### [Opdracht]
Geef de regels vanaf de regel met "Annotation guideline: for every instance of the dirt" tot en met het einde van de vermeldingen opnieuw, met "dense tree canopy" vervangen door "thick tree canopy". Laat al het andere ongewijzigd.

##### Gegeven data #####

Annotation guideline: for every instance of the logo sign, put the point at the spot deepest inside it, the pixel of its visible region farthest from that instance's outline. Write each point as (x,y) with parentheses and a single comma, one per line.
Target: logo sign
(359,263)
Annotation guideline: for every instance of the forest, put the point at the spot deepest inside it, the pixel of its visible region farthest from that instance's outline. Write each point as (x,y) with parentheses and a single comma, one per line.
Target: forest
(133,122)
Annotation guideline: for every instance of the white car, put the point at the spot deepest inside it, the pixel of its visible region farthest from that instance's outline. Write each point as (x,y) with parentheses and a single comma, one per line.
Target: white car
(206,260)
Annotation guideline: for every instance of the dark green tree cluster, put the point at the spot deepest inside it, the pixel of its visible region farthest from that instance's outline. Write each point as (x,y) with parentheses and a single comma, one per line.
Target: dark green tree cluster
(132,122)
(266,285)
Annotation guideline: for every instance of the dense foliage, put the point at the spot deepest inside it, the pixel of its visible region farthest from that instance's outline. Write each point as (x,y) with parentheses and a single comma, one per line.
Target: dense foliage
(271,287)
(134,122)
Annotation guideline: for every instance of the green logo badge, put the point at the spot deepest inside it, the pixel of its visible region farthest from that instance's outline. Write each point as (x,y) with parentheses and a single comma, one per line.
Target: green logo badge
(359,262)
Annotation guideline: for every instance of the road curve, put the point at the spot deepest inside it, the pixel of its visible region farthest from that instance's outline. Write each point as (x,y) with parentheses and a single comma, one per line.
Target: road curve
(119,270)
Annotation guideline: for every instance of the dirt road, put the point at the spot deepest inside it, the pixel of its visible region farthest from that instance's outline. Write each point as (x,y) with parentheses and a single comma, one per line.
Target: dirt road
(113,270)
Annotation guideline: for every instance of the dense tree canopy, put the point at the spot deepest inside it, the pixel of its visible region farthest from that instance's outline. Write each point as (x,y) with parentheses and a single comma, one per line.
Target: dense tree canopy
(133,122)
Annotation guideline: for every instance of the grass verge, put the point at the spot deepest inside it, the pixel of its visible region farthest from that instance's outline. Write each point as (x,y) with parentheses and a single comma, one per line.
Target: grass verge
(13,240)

#####

### [Uitvoer]
Annotation guideline: for every instance of the dirt road, put the point at the spot deepest inside it, the pixel of its visible region farthest from that instance's outline. Write each point as (x,y) with parentheses and a single comma, one per line.
Target: dirt road
(113,270)
Annotation guideline: for every instance of the thick tree canopy, put the point at the spot deepest inside it, the pixel of its visible region farthest from that instance's outline. Write each point as (x,y) with parentheses and a single comma, one per line.
Target: thick tree canopy
(133,122)
Annotation guideline: for every instance of the grass verge, put the point at the spot deepest inside it, the pixel of its visible region farthest from that instance's outline. Write each point as (x,y) with parentheses and a single comma, one per line.
Target: grass verge
(13,240)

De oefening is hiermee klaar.